> [Qué hacer]
En el texto sobre el ojo, ¿bajo qué identidad aprovechó Hölderlin las pocas palabras que le quedaban?

> [Texto mostrado]
-*-*-

Mundo inverso compuesto de unas cuantas piezas en combinación estratosférica que la algarabía digital aún no logra imitar completamente. Un instrumento de sutil relojería uncido a la rienda poderosa del nervio óptico, que manda y recibe.
En el extremo opuesto de la intemperie, con la complicidad explícita de los párpados, brillan la esclerótica vestida, el iris, la córnea, la pupila, el dios cristalino que hace lo suyo con la luz externa.
Sigue luego un mar en calma, esférico, transparente y ciego que separa las ventanas y claraboyas del mosaico agitado de millones de receptores atentos, trigal al viento, banco de corales blandos: conos y bastones hermanados con la trama inmisericorde de dendritas lejanas, allá en la cúpula de la mente. Nada de eso sería posible sin las proteínas opsinas que convierten la luz en señales químicas. Tal es, si alguna, la alquimia verdadera.
Se han inventado máquinas para imitar sus funciones en general, llamadas cámaras, como la primitiva camera obscura. Como las células de una cartuja. Como las celdas de una cárcel. Como las cámaras de gas de los verdugos. ¿Acaso matan lo que fijan? Lo visto muere en ese instante, y lo que se proyecta al futuro reitera el momento de su fin. Igual que los telescopios al observar galaxias lejanas y muertas.
La foto, fija y en movimiento, congela el instante, los instantes. Su realidad alterna abole el tiempo real y lo vuelve objeto misterioso. Fuera ya del ojo, no cesa y retorna a él, rebosante de imágenes inmóviles que cambian cada vez que alguien las mira.
Las cámaras pasaron de ser espías personales a instrumentos de vigilancia masiva y control. El poder ha logrado alargar sus brazos gracias a máquinas que suplantan la visión y miden el destino de seres que pierden, no el alma como temía el buen salvaje cuando lo venían a retratar los exploradores, pero sí la libertad que da el secreto. El panóptico actual posee alta definición y aplica trucos de calculada magia para exponernos.
La ceguera, cuando no es negra, o informe y brumosa, está atrapada en imágenes recordadas, o sugeridas por el ambiente, la lectura de lo que el ciego escucha. La lente humana en avería, obliterada, reduce su perfecto engranaje sin afectar la claridad.
Como Hölderlin al hundirse en la locura y perder parcial, pero significativamente amplias áreas del lenguaje. Bajo la identidad de Scardanelli, Hölderlin aprovechó las pocas palabras que le quedaban, las pulió en exquisitas miniaturas. Se fue quedando ciego de palabras, pero conservaba en su pecho la armonía del mundo.
Lo mirado nadie te lo quita. Miles de trampas urde la conciencia para borrar cosas vistas, reprimirlas diría Freud, olvidarlas. Pero también el sueño y el inconsciente quedan al alcance del ojo interno, implacable, insobornable, fiel y justo. Huimos de lo malo, de lo feo, de lo triste, de lo imperdonable, de lo irrecuperable, y como palomillas nocturnas mendigamos las migajas de memoria que conserven alguna claridad. Aquellos rostros, aquellos atardeceres, aquellas pinturas más hermosas que la realidad, aquellas fiestas, aquellas bocas.
El ojo es peligroso. Sabe demasiado. Incapaz de mentir, es el delator universal. El poder de los dioses consiste en espiar a los mortales permanentemente. Solos, acompañados, se oculten donde se oculten. Cada día más la tecnología se acerca a esa divinidad omnipresente que hasta ahora era sólo una ilusión. Pronto cualquiera obtendrá el Ojo de Dios, quizá lo compre en línea. La mirada entonces ya no será nuestra. Será una máquina. El ser fantástico que es el ojo perderá sentido y la imaginación habrá muerto.

-*-*-

> [Datos proporcionados]
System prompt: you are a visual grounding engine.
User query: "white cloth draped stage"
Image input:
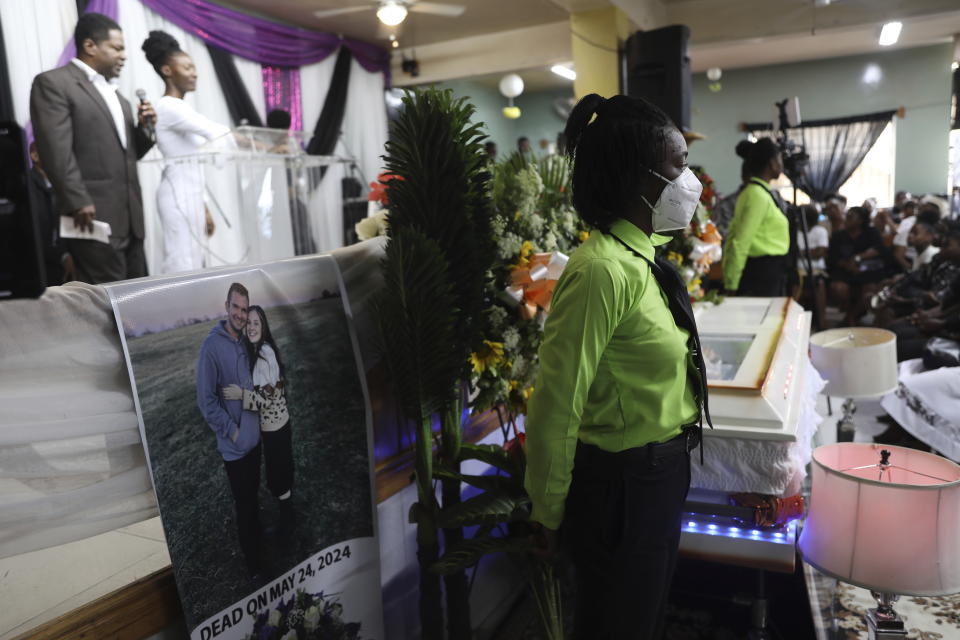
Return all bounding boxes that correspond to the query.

-*-*-

> [Solución del ejercicio]
Bajo la identidad de Scardanelli.